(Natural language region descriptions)
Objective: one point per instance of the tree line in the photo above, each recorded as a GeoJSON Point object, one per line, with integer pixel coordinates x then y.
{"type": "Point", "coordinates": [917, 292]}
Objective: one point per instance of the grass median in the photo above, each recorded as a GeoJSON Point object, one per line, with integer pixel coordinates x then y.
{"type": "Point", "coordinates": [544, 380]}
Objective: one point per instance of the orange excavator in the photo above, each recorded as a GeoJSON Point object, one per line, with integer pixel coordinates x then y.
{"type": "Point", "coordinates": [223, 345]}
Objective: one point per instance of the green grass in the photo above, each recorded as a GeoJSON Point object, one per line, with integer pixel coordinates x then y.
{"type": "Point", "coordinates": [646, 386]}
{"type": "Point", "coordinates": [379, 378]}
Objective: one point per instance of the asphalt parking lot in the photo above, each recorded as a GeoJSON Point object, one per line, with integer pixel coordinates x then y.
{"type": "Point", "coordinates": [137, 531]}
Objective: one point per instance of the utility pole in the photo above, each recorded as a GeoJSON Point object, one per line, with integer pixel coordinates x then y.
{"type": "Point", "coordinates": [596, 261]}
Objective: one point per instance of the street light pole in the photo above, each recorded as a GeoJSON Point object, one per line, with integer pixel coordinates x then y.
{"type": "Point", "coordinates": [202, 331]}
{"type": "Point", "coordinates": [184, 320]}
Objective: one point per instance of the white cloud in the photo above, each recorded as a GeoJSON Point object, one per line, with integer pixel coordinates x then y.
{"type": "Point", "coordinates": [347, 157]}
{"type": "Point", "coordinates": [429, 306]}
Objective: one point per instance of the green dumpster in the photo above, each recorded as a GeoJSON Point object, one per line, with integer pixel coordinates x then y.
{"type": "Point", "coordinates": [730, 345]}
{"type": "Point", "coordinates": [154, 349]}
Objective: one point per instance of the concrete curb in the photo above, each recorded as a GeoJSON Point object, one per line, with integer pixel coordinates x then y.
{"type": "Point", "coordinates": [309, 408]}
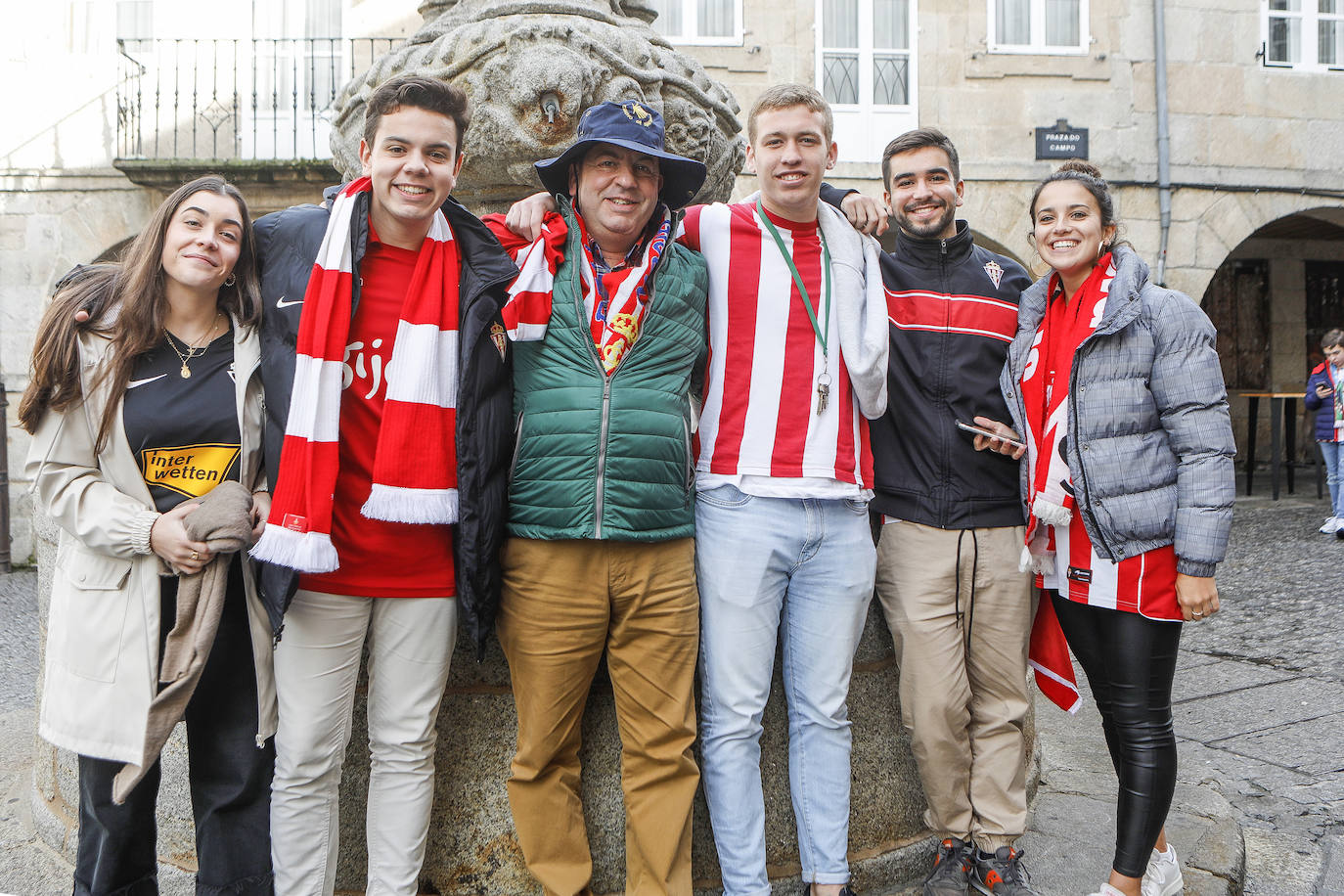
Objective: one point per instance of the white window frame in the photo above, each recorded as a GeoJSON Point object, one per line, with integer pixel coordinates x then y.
{"type": "Point", "coordinates": [1309, 19]}
{"type": "Point", "coordinates": [863, 129]}
{"type": "Point", "coordinates": [1038, 45]}
{"type": "Point", "coordinates": [690, 22]}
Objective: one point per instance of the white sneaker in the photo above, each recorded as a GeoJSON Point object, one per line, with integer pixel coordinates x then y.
{"type": "Point", "coordinates": [1163, 876]}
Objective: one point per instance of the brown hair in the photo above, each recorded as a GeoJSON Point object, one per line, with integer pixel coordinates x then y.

→ **BRIEF**:
Output the records exactly, please. The pictures are not part of the copy.

→ **THE COMPLETED TASK**:
Objective: one point per instance of the tree line in the photo above, each recorded as a GeoJSON Point object, one per line, with integer pixel coordinates x then y.
{"type": "Point", "coordinates": [917, 292]}
Objective: one point per instance of the grass median in the photo above, each recorded as a GeoJSON Point object, one per line, with integer pixel coordinates x then y.
{"type": "Point", "coordinates": [544, 380]}
Objective: one point per instance of the orange excavator in the photo above, each recorded as a GeoJSON Point object, one per line, with integer pixel coordinates x then y.
{"type": "Point", "coordinates": [223, 345]}
Objective: one point per instance of the green grass in the photo above, each recorded as a GeoJSON Point object, one per line, with integer pixel coordinates x then y.
{"type": "Point", "coordinates": [646, 386]}
{"type": "Point", "coordinates": [379, 378]}
Objective: one point per instance of the asphalt parking lot in the photo above, each recorded as a GeoJSON Point object, one per line, with integer pixel coordinates x then y.
{"type": "Point", "coordinates": [137, 531]}
Objective: one point per instance of the utility pole in the photo above, each recorded as a GeoJSON Point object, one per line, with integer pixel coordinates x then y.
{"type": "Point", "coordinates": [596, 261]}
Objective: one point per instance of the street light pole in the photo above, each recorded as a GeoJSON Point object, one per line, with integer pixel coordinates x then y.
{"type": "Point", "coordinates": [202, 331]}
{"type": "Point", "coordinates": [184, 320]}
Objective: one point per instance of the white cloud in the photo above, each recorded as a GeoJSON Point object, one per line, with integer pixel coordinates x then y.
{"type": "Point", "coordinates": [347, 157]}
{"type": "Point", "coordinates": [429, 306]}
Objective: one point per instance of the green dumpster in the photo above, each recorded as a GeoJSON Point object, one per line, with integer pixel coordinates x then y.
{"type": "Point", "coordinates": [730, 345]}
{"type": "Point", "coordinates": [154, 349]}
Objective: one point per instance of the concrete curb in the photo above, each recorded as a GeoJSON Point object, one per line, with integer pixel coordinates x then y.
{"type": "Point", "coordinates": [309, 408]}
Objective: one point per instance of the white window frame in the photo above, each recorded as a GeoJSON Point object, one per line, with integer pixel coordinates x then y.
{"type": "Point", "coordinates": [1309, 19]}
{"type": "Point", "coordinates": [863, 129]}
{"type": "Point", "coordinates": [1038, 45]}
{"type": "Point", "coordinates": [690, 22]}
Objective: one point per instance of the white sneaker in the photo above, each recorded as a GeoJSON Point object, one per line, with integer pixel coordinates x then y.
{"type": "Point", "coordinates": [1163, 876]}
Objective: one point per instance of the brown hair in the photo above, each recorded as a GeoJSON Point object, one per line, with integer pixel coordinates x then y.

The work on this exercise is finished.